EXERCISE DESCRIPTION:
Reproduce the passage below about Rafael's hesitation over the trip, word for word and in full.

SOURCE DOCUMENT:
He had had other opportunities to defect-when two other brothers had done
so-but leaving was not for him. He lacked the ambition and energy of his
siblings, and Cuba's socialism provided for his basic needs whether he
worked or not. To prove his point, he boasted of having had laparoscopic
surgery on his knee. "How much would that cost in the U.S.?" he asked
knowingly. For days, the two argued and bickered. At times, Rafael would
change his mind and say he wouldn't go, but after a pep talk from his
son, he would recommit to the trip. On and off it went, even through their
farewell dinner of roast pork in their cramped apartment, with Juan Gabriel
crooning on the tape deck. Dagoberto had swung by around 9:30 in the evening.
"The group was all gathered there," he would later recall. "I saw the
couple there with her daughter. She was asking if the sea was rough. I
asked her: 'You're going with that little girl?' And she told me yes.

INFORMATION:
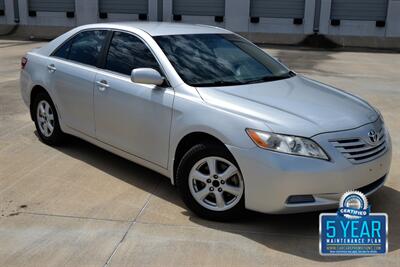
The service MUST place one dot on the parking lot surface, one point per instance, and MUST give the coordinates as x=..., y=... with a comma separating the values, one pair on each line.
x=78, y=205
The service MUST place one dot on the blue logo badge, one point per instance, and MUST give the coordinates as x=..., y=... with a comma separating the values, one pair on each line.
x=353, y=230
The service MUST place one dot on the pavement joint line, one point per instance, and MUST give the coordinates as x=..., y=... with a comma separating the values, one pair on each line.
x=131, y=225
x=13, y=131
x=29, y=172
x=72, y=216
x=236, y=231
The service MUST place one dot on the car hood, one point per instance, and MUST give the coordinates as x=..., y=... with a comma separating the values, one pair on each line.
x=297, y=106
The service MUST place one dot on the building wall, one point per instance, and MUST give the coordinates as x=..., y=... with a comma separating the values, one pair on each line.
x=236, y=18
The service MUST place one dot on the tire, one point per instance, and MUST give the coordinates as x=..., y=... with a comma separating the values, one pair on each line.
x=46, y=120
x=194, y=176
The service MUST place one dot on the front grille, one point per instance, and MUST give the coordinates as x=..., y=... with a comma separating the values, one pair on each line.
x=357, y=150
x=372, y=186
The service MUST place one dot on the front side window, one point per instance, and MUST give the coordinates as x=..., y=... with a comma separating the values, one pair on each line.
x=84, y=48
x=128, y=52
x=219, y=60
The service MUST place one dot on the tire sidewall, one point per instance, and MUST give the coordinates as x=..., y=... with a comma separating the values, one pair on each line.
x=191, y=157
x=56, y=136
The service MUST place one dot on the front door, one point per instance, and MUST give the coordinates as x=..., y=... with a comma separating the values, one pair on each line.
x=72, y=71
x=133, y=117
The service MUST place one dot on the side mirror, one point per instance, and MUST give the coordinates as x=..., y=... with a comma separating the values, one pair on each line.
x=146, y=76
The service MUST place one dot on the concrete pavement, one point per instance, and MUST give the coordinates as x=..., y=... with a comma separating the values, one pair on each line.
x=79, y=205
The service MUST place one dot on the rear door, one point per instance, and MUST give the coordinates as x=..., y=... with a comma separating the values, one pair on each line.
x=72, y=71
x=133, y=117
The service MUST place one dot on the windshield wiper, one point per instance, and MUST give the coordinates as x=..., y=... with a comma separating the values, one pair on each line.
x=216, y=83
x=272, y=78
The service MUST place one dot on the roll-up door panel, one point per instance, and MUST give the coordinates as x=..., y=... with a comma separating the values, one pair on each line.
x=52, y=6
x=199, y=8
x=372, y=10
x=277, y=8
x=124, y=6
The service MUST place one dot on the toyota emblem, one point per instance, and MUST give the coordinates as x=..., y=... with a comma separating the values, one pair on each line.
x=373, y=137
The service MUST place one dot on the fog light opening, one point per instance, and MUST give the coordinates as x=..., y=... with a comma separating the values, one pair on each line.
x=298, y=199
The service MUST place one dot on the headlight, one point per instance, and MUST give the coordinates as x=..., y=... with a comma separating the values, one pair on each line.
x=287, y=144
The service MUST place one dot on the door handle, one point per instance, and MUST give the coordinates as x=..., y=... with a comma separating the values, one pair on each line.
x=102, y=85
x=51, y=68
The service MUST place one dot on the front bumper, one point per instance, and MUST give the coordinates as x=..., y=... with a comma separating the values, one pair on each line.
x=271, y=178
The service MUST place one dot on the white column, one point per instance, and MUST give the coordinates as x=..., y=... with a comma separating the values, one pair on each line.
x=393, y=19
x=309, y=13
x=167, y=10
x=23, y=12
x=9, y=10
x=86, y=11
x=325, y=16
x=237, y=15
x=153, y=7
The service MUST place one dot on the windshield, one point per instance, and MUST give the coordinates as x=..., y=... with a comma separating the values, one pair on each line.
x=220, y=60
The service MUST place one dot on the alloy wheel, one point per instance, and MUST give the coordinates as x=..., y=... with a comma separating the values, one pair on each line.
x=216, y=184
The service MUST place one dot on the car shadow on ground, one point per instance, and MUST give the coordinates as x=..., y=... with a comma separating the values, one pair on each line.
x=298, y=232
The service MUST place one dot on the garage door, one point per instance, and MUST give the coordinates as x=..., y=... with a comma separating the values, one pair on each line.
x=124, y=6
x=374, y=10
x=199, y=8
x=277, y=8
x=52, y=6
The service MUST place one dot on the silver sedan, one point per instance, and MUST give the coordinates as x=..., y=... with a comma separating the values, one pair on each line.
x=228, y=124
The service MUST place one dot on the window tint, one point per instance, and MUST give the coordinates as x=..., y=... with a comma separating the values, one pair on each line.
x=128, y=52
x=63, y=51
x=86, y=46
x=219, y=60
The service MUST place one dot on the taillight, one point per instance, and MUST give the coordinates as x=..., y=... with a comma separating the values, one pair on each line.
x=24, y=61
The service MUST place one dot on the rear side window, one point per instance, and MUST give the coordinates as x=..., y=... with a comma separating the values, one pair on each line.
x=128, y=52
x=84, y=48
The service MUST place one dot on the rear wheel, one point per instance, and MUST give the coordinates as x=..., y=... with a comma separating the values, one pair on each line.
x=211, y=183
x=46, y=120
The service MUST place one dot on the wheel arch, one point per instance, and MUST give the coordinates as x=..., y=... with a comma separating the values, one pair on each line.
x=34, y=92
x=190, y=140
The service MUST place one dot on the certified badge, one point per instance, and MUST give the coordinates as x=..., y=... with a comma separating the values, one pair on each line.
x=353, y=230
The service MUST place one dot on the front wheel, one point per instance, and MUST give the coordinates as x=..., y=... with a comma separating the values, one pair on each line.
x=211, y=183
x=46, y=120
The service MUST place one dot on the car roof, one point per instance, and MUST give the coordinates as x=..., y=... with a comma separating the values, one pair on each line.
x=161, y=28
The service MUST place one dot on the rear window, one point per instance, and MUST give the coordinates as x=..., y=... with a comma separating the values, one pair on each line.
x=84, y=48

ANSWER TO THE EXERCISE:
He had had other opportunities to defect-when two other brothers had done
so-but leaving was not for him. He lacked the ambition and energy of his
siblings, and Cuba's socialism provided for his basic needs whether he
worked or not. To prove his point, he boasted of having had laparoscopic
surgery on his knee. "How much would that cost in the U.S.?" he asked
knowingly. For days, the two argued and bickered. At times, Rafael would
change his mind and say he wouldn't go, but after a pep talk from his
son, he would recommit to the trip. On and off it went, even through their
farewell dinner of roast pork in their cramped apartment, with Juan Gabriel
crooning on the tape deck. Dagoberto had swung by around 9:30 in the evening.
"The group was all gathered there," he would later recall. "I saw the
couple there with her daughter. She was asking if the sea was rough. I
asked her: 'You're going with that little girl?' And she told me yes.